OBJECTIVE:
List each line in the data below that contains the word "point".

DATASET RECORDS:
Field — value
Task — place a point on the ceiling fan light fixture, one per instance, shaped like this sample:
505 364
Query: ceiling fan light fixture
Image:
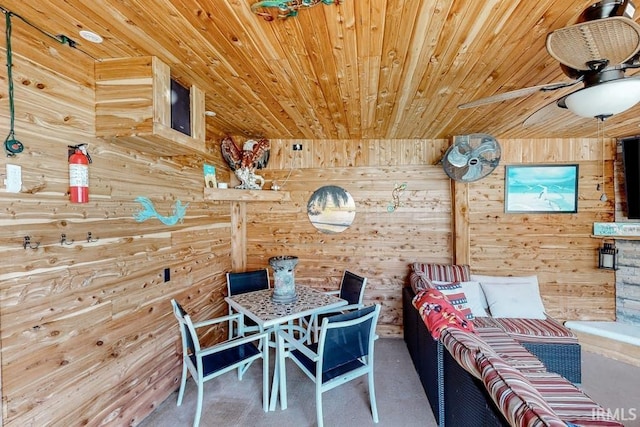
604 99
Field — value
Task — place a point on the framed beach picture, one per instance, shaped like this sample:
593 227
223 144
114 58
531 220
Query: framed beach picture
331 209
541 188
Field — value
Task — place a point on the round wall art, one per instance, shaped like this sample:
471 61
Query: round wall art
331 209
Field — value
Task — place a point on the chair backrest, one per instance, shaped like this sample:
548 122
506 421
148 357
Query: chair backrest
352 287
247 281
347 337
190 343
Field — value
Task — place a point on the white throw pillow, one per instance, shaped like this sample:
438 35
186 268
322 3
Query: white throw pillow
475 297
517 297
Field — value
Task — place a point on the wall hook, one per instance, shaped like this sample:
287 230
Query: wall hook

--

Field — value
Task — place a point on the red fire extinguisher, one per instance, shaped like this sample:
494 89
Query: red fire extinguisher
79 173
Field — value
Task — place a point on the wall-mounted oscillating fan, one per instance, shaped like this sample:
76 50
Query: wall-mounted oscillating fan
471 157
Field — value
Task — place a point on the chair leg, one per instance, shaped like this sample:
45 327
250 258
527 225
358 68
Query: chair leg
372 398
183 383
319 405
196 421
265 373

COMPLETE ANSWER:
Task — place a point on the ceiling fan light fixture, one per instance, shaped like this sample:
Task — place a point on the framed beach picture, one per instance, shaped like this sample:
Task — place a point on the round wall art, one per instance, shaped like this sample:
Task — place a point on the chair backrest, one per instance, shaped like this sample:
Task — place a point on the white throw pillow, one per instance, shaped like this sample:
Task — place a point on the wall hook, one per instance, shaped like this sample:
Task — place a point on the red fire extinguisher, one per instance, shaped like this sample:
Task — place a point on the wall-mounted oscillating fan, one per instance, shaped like this sample:
Task — place a point on the chair leg, one per instance, shaped like this sample:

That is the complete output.